Dataset entries
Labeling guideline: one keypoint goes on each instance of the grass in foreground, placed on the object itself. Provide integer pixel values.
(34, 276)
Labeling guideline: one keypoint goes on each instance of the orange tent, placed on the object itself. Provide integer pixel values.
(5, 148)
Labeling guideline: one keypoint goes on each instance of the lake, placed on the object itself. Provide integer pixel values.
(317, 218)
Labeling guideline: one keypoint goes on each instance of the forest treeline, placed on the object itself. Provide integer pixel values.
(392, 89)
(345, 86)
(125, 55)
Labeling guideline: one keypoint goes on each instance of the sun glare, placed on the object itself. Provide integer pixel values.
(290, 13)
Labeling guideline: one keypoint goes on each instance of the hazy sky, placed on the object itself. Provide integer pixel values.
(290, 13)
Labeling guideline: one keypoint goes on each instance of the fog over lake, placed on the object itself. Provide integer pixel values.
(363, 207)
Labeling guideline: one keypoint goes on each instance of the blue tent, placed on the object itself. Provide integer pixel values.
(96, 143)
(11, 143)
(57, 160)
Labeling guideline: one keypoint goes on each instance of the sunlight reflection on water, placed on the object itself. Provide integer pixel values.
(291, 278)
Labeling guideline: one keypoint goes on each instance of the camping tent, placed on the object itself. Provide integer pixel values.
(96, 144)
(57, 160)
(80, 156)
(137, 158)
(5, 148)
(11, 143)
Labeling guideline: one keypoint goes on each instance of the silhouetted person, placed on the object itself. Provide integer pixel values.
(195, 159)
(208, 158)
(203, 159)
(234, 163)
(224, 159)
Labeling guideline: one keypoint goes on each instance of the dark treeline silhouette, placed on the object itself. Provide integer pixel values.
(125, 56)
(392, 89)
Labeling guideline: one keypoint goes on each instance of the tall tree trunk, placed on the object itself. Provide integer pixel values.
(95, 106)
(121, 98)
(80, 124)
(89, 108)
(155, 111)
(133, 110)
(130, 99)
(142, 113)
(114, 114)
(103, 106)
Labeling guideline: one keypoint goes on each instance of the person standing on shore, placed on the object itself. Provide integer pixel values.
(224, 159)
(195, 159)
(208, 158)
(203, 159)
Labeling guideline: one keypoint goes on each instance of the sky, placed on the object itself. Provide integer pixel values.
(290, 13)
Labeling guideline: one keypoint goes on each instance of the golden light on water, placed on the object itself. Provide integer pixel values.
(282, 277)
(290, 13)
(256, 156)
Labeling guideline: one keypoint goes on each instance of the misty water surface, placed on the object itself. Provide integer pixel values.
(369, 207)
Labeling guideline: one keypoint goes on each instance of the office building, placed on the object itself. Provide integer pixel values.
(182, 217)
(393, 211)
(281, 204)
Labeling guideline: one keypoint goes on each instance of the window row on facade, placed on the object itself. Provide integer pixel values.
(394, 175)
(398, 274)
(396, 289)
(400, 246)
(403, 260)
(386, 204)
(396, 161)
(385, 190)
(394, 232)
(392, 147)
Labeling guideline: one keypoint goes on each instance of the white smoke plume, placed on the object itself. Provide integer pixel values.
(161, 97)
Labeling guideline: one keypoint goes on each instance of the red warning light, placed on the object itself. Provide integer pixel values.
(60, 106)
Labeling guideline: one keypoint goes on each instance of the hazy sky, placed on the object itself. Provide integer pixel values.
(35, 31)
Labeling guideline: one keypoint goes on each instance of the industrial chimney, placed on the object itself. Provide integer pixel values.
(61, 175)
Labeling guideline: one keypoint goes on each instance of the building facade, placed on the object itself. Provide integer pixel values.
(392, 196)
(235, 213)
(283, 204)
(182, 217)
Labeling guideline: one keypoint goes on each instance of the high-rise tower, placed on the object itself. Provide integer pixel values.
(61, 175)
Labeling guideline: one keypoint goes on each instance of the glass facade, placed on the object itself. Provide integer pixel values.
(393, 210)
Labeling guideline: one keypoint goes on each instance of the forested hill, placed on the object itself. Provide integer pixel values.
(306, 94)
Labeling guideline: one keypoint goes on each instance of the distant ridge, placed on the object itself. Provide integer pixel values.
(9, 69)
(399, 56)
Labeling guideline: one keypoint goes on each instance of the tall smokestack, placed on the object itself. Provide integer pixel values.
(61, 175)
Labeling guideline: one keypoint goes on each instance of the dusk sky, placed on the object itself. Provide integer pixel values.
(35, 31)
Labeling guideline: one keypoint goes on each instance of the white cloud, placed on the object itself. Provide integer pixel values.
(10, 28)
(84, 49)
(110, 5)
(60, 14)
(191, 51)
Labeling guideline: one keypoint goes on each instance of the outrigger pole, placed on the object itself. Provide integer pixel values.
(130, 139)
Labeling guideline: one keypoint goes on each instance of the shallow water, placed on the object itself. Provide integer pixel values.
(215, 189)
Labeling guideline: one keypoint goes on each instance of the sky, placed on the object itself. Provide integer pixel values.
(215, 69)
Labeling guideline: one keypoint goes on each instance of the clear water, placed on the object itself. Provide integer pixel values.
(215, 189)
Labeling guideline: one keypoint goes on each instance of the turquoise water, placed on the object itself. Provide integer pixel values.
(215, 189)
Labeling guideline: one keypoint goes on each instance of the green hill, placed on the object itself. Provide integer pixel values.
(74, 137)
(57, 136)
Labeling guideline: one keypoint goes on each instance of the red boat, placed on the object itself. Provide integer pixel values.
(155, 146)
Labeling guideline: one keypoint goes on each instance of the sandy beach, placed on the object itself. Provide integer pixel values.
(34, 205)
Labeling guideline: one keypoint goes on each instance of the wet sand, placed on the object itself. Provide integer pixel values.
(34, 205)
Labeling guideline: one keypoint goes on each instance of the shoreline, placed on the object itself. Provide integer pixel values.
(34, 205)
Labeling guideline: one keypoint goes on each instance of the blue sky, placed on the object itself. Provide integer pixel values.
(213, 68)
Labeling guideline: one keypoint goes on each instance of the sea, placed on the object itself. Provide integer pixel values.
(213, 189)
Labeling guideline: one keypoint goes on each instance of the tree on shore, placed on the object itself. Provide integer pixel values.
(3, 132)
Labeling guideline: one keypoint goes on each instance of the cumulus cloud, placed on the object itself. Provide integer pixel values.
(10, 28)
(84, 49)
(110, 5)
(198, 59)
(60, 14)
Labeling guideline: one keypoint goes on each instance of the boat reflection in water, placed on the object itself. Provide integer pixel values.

**Work instructions**
The response has to match the data exactly, line for line.

**Task solution**
Labeling guideline: one keypoint goes on each instance of the grass in foreground, placed on the object itself. Provide integer pixel values.
(34, 276)
Labeling guideline: one keypoint goes on each instance of the orange tent, placed on the object itself. Provide integer pixel values.
(5, 148)
Labeling guideline: one keypoint goes on each instance of the lake, placed on the object itself. Provide integer pixel values.
(317, 218)
Labeling guideline: one keypoint goes on each instance of the forest treeline, placed on the object itself. Provide integer pixel values.
(392, 89)
(345, 86)
(125, 55)
Labeling guideline: one keypoint goes on each instance of the sun glare, placed on the object itself. Provide integer pixel values.
(290, 13)
Labeling guideline: one keypoint goes on each instance of the hazy sky, placed on the object itself. Provide integer pixel values.
(290, 13)
Labeling guideline: one keypoint goes on each instance of the fog over lake, placed on the object itself. Provide integer pixel values.
(363, 207)
Labeling guideline: one keypoint goes on each instance of the blue tent, placed on the object itself. Provide integer pixel values.
(96, 143)
(11, 143)
(57, 160)
Labeling guideline: one keypoint goes on each instance of the sunlight reflection on water, placed on the object itself. Provide integer pixel values.
(291, 278)
Labeling guideline: one keypoint goes on each instance of the camping tent, placed on the object itself. Provide integer pixel values.
(96, 144)
(57, 160)
(80, 156)
(137, 158)
(5, 148)
(11, 143)
Labeling guideline: one keypoint goes on each instance of the silhouetted person, placed on the object itself. Provide integer pixel values.
(195, 159)
(208, 158)
(203, 159)
(234, 163)
(224, 159)
Labeling guideline: one keypoint goes on each instance of the dark treeline silhouette, placed on the object itself. Provide integer pixel values.
(125, 56)
(392, 89)
Labeling guideline: one keypoint goes on each instance of the tall tree trunk, placed on the object itself. Provide integer pixel values.
(95, 106)
(121, 98)
(80, 124)
(89, 108)
(155, 111)
(133, 110)
(130, 99)
(142, 113)
(114, 114)
(103, 106)
Labeling guideline: one keypoint goes on each instance of the person standing on shore, placed on the object itself. Provide integer pixel values.
(224, 159)
(195, 159)
(208, 158)
(203, 159)
Labeling guideline: one keypoint goes on each instance of the sky, placed on the object itself. Provide integer pixel values.
(290, 13)
Labeling guideline: one keypoint goes on each instance of the golden light on water, placed on the object itself. Provide integer pixel values.
(282, 277)
(290, 13)
(256, 156)
Labeling guideline: one keypoint goes on each instance of the misty water surface, placed on the object itself. Provide integer pixel values.
(369, 207)
Labeling guideline: one keypoint goes on each instance of the office building, placed on the object itself. Provide integer pixel values.
(182, 217)
(393, 211)
(281, 204)
Labeling guideline: one keypoint goes on each instance of the window row on facade, placed on the object itself. Provide integer pixel values.
(394, 175)
(398, 274)
(396, 289)
(400, 246)
(403, 260)
(386, 204)
(396, 161)
(385, 190)
(394, 232)
(392, 147)
Labeling guideline: one keypoint goes on each instance of the white smoke plume, placed on the object itself. Provide integer pixel values.
(161, 97)
Labeling guideline: one keypoint goes on each instance of the red warning light, placed on the object itself. Provide integer pixel values.
(60, 106)
Labeling guideline: one keypoint goes on each instance of the hazy sky, placed on the object itself. Provide integer pixel values.
(35, 31)
Labeling guideline: one keypoint goes on each instance of the industrial chimney, placed on the object itself. Provide integer pixel values.
(61, 175)
Labeling guideline: one keypoint goes on each instance of the building facade, placed on the object itself. Provide integer pixel values.
(392, 196)
(235, 213)
(283, 204)
(182, 217)
Labeling guideline: one keypoint goes on each instance of the high-rise tower, placed on the object itself. Provide integer pixel values.
(61, 175)
Labeling guideline: one keypoint goes on each instance of the glass facade, placed on the object itself. Provide integer pixel values.
(393, 210)
Labeling guideline: one keypoint goes on each instance of the forested hill, placed on the object itself. Provide integer pixel values.
(306, 94)
Labeling guideline: one keypoint goes on each instance of the distant ridge, placed on the object itself. Provide integer pixel values.
(9, 69)
(399, 56)
Labeling guideline: one keypoint goes on each instance of the tall smokestack, placed on the object itself. Provide integer pixel values.
(61, 175)
Labeling guideline: one keypoint goes on each instance of the dusk sky, placed on the object itself. Provide integer pixel values.
(35, 31)
Labeling guideline: one keypoint goes on each instance of the white cloud, placed on the object itself. Provide integer pixel values.
(10, 28)
(84, 49)
(110, 5)
(60, 14)
(191, 51)
Labeling guideline: one keypoint goes on each instance of the outrigger pole, placed on the object itself. Provide integer pixel values.
(130, 139)
Labeling guideline: one keypoint goes on each instance of the shallow water, placed on the object itself. Provide integer pixel values.
(215, 189)
Labeling guideline: one keypoint goes on each instance of the sky, placed on the object itself. Provide integer pixel values.
(215, 69)
Labeling guideline: one keypoint goes on each instance of the clear water, placed on the object itself. Provide integer pixel values.
(215, 189)
Labeling guideline: one keypoint goes on each instance of the turquoise water, placed on the object itself. Provide integer pixel values.
(215, 189)
Labeling guideline: one keypoint goes on each instance of the green hill, placed on the object itself. Provide integer pixel values.
(74, 137)
(57, 136)
Labeling guideline: one keypoint goes on each instance of the red boat, placed on the object itself. Provide integer pixel values.
(155, 146)
Labeling guideline: one keypoint goes on each instance of the sandy beach, placed on the object itself. Provide integer pixel values.
(34, 205)
Labeling guideline: one keypoint goes on each instance of the wet sand, placed on the object itself. Provide integer pixel values.
(34, 205)
Labeling guideline: one keypoint goes on each instance of the shoreline, placed on the object itself. Provide integer pixel values.
(34, 205)
Labeling guideline: one keypoint goes on each instance of the blue sky, placed on the object itself. Provide integer pixel values.
(213, 68)
Labeling guideline: one keypoint goes on each instance of the sea, placed on the object itself. Provide integer pixel values.
(213, 189)
Labeling guideline: one keypoint goes on each instance of the tree on shore, placed on the object itself. Provide integer pixel values.
(3, 132)
Labeling guideline: one keypoint goes on each instance of the cumulus cloud, placed on the object itself. Provide integer pixel values.
(10, 28)
(84, 49)
(110, 5)
(198, 59)
(60, 14)
Labeling guideline: one keypoint goes on each instance of the boat reflection in water, placed on the object itself. Provide integer pixel values.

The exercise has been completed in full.